The task: Copy out every one of the entries below word for word, leaving nothing changed.

——

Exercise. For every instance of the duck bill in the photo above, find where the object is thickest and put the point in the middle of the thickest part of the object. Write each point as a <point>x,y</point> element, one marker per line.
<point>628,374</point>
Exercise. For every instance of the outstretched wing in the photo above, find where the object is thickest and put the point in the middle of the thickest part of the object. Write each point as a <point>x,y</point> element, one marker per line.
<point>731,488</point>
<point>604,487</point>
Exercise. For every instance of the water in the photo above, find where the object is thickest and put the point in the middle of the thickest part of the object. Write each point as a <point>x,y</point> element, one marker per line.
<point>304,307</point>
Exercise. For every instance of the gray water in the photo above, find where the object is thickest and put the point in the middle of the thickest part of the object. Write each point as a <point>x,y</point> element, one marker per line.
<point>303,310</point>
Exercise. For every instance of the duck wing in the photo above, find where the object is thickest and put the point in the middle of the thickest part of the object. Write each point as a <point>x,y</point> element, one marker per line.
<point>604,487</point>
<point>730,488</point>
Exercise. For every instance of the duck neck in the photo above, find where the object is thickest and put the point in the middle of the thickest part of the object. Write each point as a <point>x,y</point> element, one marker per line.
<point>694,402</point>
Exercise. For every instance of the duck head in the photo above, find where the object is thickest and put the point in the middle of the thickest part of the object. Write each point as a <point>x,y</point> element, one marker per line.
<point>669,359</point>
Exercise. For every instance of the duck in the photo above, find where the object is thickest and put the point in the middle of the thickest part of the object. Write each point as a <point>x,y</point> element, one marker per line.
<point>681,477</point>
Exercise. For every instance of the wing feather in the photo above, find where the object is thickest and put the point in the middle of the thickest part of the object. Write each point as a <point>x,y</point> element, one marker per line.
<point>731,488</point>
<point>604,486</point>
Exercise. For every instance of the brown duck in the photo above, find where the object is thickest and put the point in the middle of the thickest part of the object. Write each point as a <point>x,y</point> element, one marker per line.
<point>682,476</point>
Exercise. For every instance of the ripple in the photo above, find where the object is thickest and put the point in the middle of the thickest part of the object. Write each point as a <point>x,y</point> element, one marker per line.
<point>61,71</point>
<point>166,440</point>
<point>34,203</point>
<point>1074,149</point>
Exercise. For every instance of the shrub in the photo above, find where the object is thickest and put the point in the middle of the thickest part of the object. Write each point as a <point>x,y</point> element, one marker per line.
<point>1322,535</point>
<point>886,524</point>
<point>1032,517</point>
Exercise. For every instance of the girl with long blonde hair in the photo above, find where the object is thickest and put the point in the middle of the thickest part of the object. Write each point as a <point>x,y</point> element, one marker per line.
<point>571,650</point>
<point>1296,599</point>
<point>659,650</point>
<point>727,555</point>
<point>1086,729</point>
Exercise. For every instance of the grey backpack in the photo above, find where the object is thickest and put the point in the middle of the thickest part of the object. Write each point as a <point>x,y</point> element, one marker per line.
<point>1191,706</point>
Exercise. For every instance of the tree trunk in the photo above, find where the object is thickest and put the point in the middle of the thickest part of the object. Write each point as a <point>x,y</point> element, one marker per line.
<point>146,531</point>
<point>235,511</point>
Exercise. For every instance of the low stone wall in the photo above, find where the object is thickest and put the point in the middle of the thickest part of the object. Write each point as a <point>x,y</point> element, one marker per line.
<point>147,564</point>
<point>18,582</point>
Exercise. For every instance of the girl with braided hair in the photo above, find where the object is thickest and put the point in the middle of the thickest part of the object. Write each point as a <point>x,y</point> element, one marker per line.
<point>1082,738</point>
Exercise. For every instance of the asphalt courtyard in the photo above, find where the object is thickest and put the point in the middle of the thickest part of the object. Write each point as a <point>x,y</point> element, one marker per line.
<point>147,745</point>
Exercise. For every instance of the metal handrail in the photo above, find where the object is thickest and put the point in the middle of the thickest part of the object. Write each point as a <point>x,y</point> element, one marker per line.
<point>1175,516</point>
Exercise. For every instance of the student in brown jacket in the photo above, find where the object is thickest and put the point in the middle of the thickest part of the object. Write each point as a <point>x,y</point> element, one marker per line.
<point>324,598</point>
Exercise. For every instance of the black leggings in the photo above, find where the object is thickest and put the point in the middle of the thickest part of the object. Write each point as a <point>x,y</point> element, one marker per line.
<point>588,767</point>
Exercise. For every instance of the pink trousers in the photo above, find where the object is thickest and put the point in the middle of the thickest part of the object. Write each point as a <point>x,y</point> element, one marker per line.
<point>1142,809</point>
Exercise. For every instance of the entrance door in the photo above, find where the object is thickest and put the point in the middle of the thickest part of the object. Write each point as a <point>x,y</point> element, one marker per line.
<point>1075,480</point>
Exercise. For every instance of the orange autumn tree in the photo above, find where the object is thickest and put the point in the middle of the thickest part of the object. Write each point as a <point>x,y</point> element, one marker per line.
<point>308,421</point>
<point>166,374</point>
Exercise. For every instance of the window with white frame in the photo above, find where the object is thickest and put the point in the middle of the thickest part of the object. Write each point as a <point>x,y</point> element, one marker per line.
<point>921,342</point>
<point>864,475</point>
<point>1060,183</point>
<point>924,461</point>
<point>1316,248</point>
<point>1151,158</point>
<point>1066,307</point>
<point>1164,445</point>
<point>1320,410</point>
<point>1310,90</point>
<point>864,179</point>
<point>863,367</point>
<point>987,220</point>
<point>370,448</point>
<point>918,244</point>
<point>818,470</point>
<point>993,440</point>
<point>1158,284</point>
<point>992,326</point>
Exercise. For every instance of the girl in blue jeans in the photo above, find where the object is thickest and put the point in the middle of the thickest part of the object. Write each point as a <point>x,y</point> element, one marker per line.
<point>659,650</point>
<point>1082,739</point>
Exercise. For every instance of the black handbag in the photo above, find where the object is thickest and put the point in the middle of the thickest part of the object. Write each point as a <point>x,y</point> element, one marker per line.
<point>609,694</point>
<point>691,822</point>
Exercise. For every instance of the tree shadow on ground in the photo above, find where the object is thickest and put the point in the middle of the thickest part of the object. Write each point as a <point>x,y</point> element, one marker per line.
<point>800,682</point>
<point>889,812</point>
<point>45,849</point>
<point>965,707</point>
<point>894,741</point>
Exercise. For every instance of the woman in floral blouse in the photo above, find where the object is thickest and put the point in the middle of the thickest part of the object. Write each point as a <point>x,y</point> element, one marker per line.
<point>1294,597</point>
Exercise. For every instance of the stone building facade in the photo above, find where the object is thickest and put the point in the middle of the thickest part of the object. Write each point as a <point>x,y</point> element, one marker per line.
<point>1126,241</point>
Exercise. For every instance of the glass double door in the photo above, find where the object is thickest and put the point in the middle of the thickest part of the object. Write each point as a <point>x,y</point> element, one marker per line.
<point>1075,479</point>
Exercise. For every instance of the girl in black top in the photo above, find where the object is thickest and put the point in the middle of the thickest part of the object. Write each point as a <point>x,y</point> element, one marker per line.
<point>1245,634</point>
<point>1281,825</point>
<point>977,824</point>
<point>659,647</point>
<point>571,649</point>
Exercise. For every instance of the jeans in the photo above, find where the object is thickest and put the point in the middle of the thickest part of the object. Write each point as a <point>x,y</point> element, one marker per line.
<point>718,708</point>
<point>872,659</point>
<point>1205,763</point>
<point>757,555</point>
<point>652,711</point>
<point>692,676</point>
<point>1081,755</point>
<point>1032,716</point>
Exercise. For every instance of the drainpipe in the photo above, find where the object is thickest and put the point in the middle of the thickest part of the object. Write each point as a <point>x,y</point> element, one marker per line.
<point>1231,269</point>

——

Correct output:
Exercise. For every instance of the duck bill in the photo above, find where the object is thickest and put the point in the middle of the thickest part of the object. Write each point as a <point>x,y</point> element, one marker per line.
<point>628,374</point>
Exercise. For every instance of the outstretched wing in the photo above, find where the object is thickest and put the point in the middle of the thickest part of the object. Write each point as a <point>x,y</point> element, one marker per line.
<point>731,488</point>
<point>604,487</point>
Exercise. For every instance of the water in the photo above, find where the object is thickest and put the point in the middle of the thickest part of the object. Write each point as a <point>x,y</point> element, one marker per line.
<point>304,307</point>
Exercise. For every instance of the gray water in the photo above, find where the object is thickest and put the point in the middle of the thickest part of the object. Write each point as a <point>x,y</point> element, one marker per line.
<point>303,310</point>
Exercise. For every instance of the duck wing in the photo above, find where the object is thickest and put the point in the middle of the thickest part of the object. Write each point as a <point>x,y</point> element, one marker per line.
<point>604,487</point>
<point>730,488</point>
Exercise. For every instance of the duck neck in the photo above, find where the object is thickest and put the point in the middle of the thickest part of the object. Write each point as a <point>x,y</point> element, one marker per line.
<point>694,402</point>
Exercise. For every instance of the duck head in the photo above, find where the object is thickest and put the point in the middle of the thickest part of the object. Write each point as a <point>x,y</point> element, one marker per line.
<point>669,359</point>
Exercise. For every instance of the duck in the photo above, find where the object is thickest and put the point in the middle of the thickest part of the object. Write each point as a <point>x,y</point> element, one marker per line.
<point>681,477</point>
Exercise. For every instance of the wing feather in the photo above, find where the object is thickest and put the point in the middle of the thickest part of the object. Write each point as a <point>x,y</point> element, one marker per line.
<point>731,488</point>
<point>604,486</point>
Exercise. For every instance of the brown duck in the photo above, find where the object is thickest and put the point in the middle of the thickest part of the object. Write each point as a <point>x,y</point> element, one marker per line.
<point>682,476</point>
Exercise. For every instance of the ripple in the photo above, find where the object is thickest and put the point in the middle of the thickest part of the object. Write each point as a <point>x,y</point> element, one marker per line.
<point>61,71</point>
<point>166,440</point>
<point>34,203</point>
<point>1074,149</point>
Exercise. For every instance of the shrub in the photo above, find where the object is thickest and put the point in the middle of the thickest part of the object. Write each point as a <point>x,y</point> element, one marker per line.
<point>1322,535</point>
<point>886,524</point>
<point>1032,517</point>
Exercise. For every instance of the girl with long blonde hair in the photo above, find where the object is thickest and put the point in the middle of the thickest part of the object. Write each point as a <point>x,y</point> element, one marker per line.
<point>571,650</point>
<point>1296,599</point>
<point>659,650</point>
<point>727,555</point>
<point>1086,729</point>
Exercise. For every instance of the grey backpack in the photo above, find where the object is thickest and put the point in the middle of the thickest part of the object. Write each point as a <point>x,y</point> element, one marker per line.
<point>1191,706</point>
Exercise. For every instance of the tree trunk in the photo above, find where the object is thickest and put the point in the middle of the thickest part of the object. Write each point as a <point>x,y</point> element, one marker per line.
<point>146,531</point>
<point>235,511</point>
Exercise. For every instance of the low stone wall in the photo above, find where the object is thickest and put the point in the middle of the thickest part of the object. Write each point as a <point>x,y</point> element, one marker per line.
<point>147,564</point>
<point>18,582</point>
Exercise. For every instance of the girl with braided hair in the photo above, find where the object is thickest and put the point in the middle of the thickest part of the object. Write each point as a <point>x,y</point> element, one marker per line.
<point>1082,738</point>
Exercise. For every instance of the asphalt courtyard in the photo above, find where the object is thickest and put the point in the middle of the thickest part of the object. Write each point as a <point>x,y</point> element, one marker per line.
<point>147,745</point>
Exercise. For every instance of the metal handrail in the photo above, find where the object is thickest and put the point in the middle of the thickest part of the object. Write each point as a <point>x,y</point> element, one marker per line.
<point>1175,516</point>
Exercise. For every instance of the student in brown jacket in the photo above, find where the object is thickest and put the point in the middle of the thickest part of the object. Write each point as a <point>x,y</point> element, one marker per line.
<point>324,598</point>
Exercise. For every instance of the black leggings in the photo above, find where the object is thickest and put the point in the middle of the thickest part of the object. Write each point as a <point>x,y</point> element, one marker per line.
<point>588,767</point>
Exercise. For every instance of the pink trousers in the photo above, find where the object is thickest and put the point in the middle of the thickest part of the object. Write each point as a <point>x,y</point> element, one marker per line.
<point>1142,809</point>
Exercise. For every instance of the entrance door in the photo above, find where the object is thickest and put the point in the middle of the thickest part of the object. Write each point as a <point>x,y</point> element, one marker per line.
<point>1075,480</point>
Exercise. For every instance of the orange autumn tree in the photo above, find where the object is thickest and put the point in the middle of the thickest part of the object. Write each point as a <point>x,y</point> element, one marker per line.
<point>308,421</point>
<point>166,374</point>
Exercise. For every instance of the window with white frame in the photo above, find where the object is thickest and put the point in the middle of the thickest part of the object. Write each point as a <point>x,y</point> element, one marker per line.
<point>921,342</point>
<point>864,475</point>
<point>1060,183</point>
<point>924,461</point>
<point>1316,248</point>
<point>1151,158</point>
<point>1066,307</point>
<point>1164,445</point>
<point>1320,410</point>
<point>1310,90</point>
<point>864,179</point>
<point>863,367</point>
<point>987,220</point>
<point>370,448</point>
<point>918,244</point>
<point>818,470</point>
<point>993,440</point>
<point>1158,284</point>
<point>992,326</point>
Exercise. For every instance of the girl in blue jeans in the photo above, find where the object is thickest and put the point in the middle of the thickest part of the object. Write each point as a <point>x,y</point> element, one marker per line.
<point>659,650</point>
<point>1082,739</point>
Exercise. For every instance of the black handbag in the photo above, find where the object is thickest and put the point in the middle of the thickest part of the object. Write each point as a <point>x,y</point> element, one marker per line.
<point>609,694</point>
<point>691,822</point>
Exercise. For every instance of the tree shadow on ground in the photo above, find where the object is thickest and put the point in the middle of the thickest part of the object. Write each point as a <point>x,y</point> element, one marker per line.
<point>800,682</point>
<point>889,812</point>
<point>45,849</point>
<point>965,707</point>
<point>894,741</point>
Exercise. For every instance of the woman in floral blouse in the photo above, find where the object is thickest and put the point in the middle of the thickest part of the object. Write each point as a <point>x,y</point> element, one marker per line.
<point>1294,597</point>
Exercise. For every instance of the stone building facade in the photo above, find where the object is thickest and put the point in the middle of the thickest part of the object. Write each point as a <point>x,y</point> element, one marker per line.
<point>1126,241</point>
Exercise. For every instance of the glass double door in the photo above, find where the object is thickest and put the point in the middle of the thickest part of the object. Write each point as a <point>x,y</point> element, one marker per line.
<point>1075,479</point>
Exercise. For every instance of the girl in black top in the photo above, find where the object is thickest and put the point in the middle of the thickest part of the object. Write each point as a <point>x,y</point> element, one marker per line.
<point>1245,634</point>
<point>1281,825</point>
<point>977,824</point>
<point>659,647</point>
<point>571,649</point>
Exercise. For every instance of the jeans in the photo above, find where the object is thickest and put the point in the middle of the thickest part of the object. Write each point as a <point>x,y</point> element, one marker per line.
<point>718,708</point>
<point>872,659</point>
<point>1205,763</point>
<point>757,555</point>
<point>652,711</point>
<point>692,676</point>
<point>1081,755</point>
<point>1032,716</point>
Exercise. For every instance of the drainpipe in the photo above, find where the object is thickest and put the point in the middle of the thickest part of the object. Write each point as a <point>x,y</point> element, one marker per line.
<point>1231,269</point>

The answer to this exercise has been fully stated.